** To be done **
Pick out every line of the data below that contains the string "sign", and copy each one. Case counts.
** start of Input records **
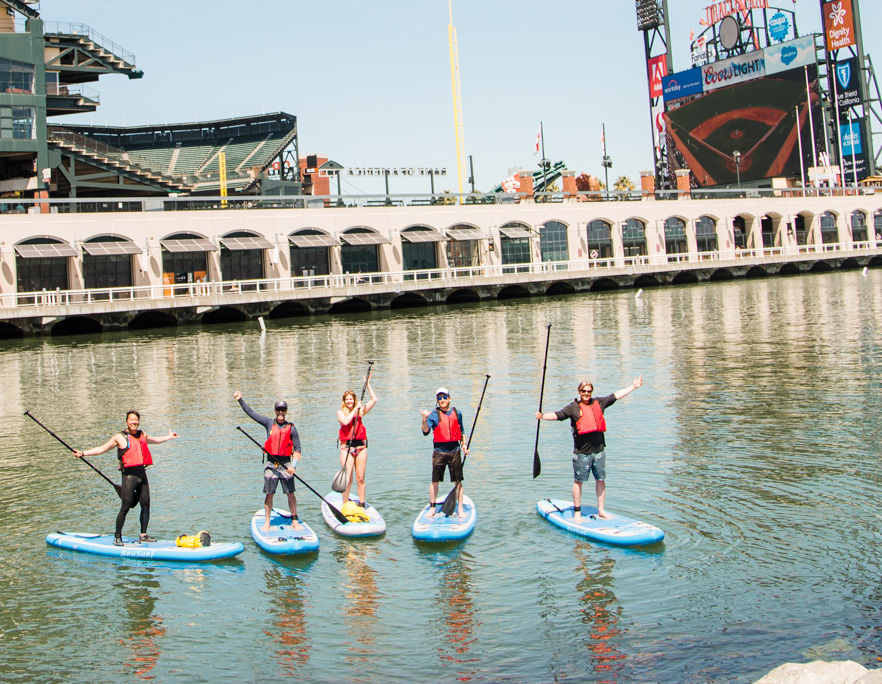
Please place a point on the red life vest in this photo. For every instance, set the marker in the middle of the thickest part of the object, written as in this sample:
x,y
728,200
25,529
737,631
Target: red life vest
x,y
591,420
279,442
136,451
355,430
448,428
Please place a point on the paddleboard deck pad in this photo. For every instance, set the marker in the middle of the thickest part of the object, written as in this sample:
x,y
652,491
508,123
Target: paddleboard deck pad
x,y
373,527
163,549
618,530
440,528
282,538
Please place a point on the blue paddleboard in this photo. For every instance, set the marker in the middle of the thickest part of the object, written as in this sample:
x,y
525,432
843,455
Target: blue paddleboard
x,y
164,549
282,538
440,528
617,530
374,527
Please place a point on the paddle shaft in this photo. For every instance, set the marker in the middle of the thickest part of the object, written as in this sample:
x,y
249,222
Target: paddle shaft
x,y
537,464
83,458
337,514
450,502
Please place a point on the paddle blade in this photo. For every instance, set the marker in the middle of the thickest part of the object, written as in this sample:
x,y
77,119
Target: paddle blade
x,y
449,504
339,483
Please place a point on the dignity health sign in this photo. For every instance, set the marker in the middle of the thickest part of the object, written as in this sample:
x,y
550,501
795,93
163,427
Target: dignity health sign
x,y
735,70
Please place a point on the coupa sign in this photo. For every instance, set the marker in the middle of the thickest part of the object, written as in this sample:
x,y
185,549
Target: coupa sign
x,y
735,70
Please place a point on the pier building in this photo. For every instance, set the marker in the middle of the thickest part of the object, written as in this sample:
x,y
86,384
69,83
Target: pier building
x,y
160,262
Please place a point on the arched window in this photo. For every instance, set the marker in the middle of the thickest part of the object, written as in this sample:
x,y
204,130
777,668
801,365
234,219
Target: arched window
x,y
829,234
859,226
310,252
599,240
675,238
706,234
553,241
634,237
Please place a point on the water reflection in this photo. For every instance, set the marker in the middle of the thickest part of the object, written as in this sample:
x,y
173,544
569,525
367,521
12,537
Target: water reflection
x,y
143,629
362,600
601,612
289,625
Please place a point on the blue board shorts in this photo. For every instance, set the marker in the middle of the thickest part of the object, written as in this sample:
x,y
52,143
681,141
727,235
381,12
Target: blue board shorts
x,y
271,478
584,465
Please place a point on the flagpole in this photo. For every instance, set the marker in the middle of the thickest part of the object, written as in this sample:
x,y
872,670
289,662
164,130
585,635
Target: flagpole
x,y
543,162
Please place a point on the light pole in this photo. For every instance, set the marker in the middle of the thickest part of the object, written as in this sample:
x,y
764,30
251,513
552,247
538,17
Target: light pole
x,y
736,157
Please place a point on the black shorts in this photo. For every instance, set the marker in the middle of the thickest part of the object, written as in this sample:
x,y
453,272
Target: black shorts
x,y
447,459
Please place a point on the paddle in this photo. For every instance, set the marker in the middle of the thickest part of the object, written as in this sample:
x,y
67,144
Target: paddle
x,y
340,481
337,514
537,464
83,459
449,504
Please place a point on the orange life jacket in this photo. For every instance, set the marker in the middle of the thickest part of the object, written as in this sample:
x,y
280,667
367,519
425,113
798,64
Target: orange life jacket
x,y
448,428
591,420
136,452
279,442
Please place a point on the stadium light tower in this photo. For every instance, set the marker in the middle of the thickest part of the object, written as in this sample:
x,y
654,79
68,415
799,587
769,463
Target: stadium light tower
x,y
652,20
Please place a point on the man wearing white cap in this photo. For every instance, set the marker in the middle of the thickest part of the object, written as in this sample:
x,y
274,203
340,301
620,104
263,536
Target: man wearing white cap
x,y
445,424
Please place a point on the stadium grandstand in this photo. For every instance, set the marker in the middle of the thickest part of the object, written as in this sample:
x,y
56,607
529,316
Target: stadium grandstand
x,y
259,153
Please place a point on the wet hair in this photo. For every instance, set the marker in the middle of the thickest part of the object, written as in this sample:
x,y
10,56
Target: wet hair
x,y
346,394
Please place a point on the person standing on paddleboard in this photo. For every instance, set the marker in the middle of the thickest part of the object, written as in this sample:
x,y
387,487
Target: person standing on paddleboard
x,y
588,424
283,453
353,439
134,457
445,424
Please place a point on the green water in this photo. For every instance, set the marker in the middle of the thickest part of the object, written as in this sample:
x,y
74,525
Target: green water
x,y
754,443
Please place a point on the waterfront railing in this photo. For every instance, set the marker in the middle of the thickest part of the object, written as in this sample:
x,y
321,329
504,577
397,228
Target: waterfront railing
x,y
218,293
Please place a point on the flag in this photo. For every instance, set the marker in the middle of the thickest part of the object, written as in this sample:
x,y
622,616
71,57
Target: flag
x,y
511,184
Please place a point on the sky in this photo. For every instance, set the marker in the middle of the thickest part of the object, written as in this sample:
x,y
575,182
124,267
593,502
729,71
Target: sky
x,y
370,85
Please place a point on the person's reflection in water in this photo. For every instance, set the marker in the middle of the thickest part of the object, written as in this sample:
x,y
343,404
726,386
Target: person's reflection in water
x,y
143,628
362,599
458,606
600,612
290,629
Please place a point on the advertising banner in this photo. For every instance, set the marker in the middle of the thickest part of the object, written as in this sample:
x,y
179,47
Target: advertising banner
x,y
838,24
658,69
847,83
854,159
735,70
790,55
682,84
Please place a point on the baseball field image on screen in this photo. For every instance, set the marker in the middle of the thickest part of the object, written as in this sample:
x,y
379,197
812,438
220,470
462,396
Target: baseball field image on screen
x,y
761,119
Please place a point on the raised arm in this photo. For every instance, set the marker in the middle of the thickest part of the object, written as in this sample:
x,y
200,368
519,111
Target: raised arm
x,y
625,391
115,441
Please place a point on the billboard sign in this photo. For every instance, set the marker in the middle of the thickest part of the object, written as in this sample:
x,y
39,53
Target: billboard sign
x,y
854,160
658,69
790,55
838,24
682,84
779,27
847,87
735,70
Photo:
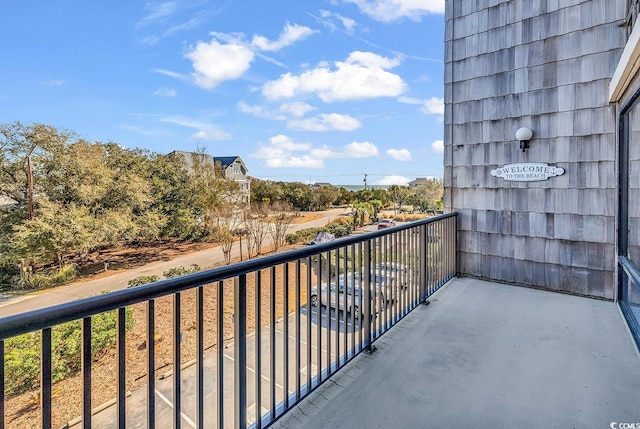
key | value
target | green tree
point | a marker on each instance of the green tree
(429, 196)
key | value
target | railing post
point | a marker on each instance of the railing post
(366, 317)
(86, 372)
(240, 351)
(422, 244)
(45, 383)
(2, 406)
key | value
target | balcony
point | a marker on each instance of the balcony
(251, 347)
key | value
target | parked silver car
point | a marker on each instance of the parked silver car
(334, 296)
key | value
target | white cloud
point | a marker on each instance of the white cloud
(290, 34)
(283, 152)
(170, 73)
(286, 143)
(158, 12)
(205, 131)
(285, 110)
(53, 82)
(393, 180)
(353, 150)
(215, 62)
(260, 112)
(393, 10)
(296, 108)
(295, 161)
(165, 92)
(348, 23)
(399, 154)
(410, 100)
(433, 106)
(369, 59)
(326, 122)
(362, 76)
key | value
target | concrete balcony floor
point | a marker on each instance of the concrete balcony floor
(488, 355)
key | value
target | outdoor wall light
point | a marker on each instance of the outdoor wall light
(523, 135)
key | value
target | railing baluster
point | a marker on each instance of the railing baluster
(200, 355)
(329, 309)
(151, 365)
(345, 269)
(272, 341)
(2, 398)
(319, 322)
(240, 350)
(337, 312)
(392, 271)
(220, 352)
(122, 371)
(86, 372)
(366, 315)
(45, 382)
(309, 321)
(258, 352)
(354, 257)
(285, 334)
(298, 327)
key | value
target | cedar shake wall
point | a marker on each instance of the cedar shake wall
(545, 65)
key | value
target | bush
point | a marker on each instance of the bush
(181, 271)
(142, 280)
(22, 353)
(45, 279)
(336, 227)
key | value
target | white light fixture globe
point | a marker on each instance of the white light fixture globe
(523, 135)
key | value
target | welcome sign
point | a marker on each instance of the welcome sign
(527, 172)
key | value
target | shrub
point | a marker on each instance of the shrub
(45, 279)
(22, 353)
(336, 227)
(181, 271)
(142, 280)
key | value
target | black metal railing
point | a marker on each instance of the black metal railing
(629, 295)
(244, 342)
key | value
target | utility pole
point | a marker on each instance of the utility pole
(30, 182)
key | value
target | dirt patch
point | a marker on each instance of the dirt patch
(23, 411)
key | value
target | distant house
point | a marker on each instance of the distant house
(419, 181)
(232, 166)
(321, 185)
(235, 169)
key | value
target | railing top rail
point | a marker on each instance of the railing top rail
(36, 320)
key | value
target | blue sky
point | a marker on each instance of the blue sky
(310, 91)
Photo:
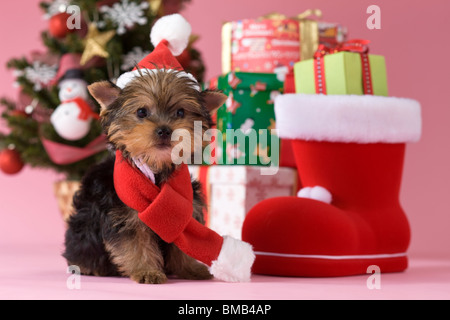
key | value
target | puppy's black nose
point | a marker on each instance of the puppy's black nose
(164, 132)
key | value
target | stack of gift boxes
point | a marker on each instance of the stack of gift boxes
(259, 60)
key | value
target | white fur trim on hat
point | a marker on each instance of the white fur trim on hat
(173, 28)
(348, 118)
(127, 77)
(234, 262)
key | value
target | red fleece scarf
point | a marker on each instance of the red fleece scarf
(167, 210)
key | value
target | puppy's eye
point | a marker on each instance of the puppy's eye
(180, 113)
(142, 113)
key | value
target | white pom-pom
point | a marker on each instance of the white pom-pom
(317, 193)
(173, 28)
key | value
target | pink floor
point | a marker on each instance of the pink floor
(39, 272)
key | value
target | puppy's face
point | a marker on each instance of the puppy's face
(140, 119)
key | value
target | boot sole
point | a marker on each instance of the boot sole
(326, 265)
** end of Input records **
** Result of the task **
Please place a point on the dignity health sign in this photo. For every instance, set the marker in the middle of the thickest part of the object, written as in this sample:
Target: dignity health sign
Please place a point on the coupa sign in this photo. For every instance, set the marker in the middle of the thickest part of the object, written as in this sample:
Target: coupa sign
Please place a point on the billboard sign in this photo. For every instance, set the marker in the middle of the thickest part of the object, written as in this sample:
Target: billboard sign
target | welcome sign
point | a marker on each instance of the welcome sign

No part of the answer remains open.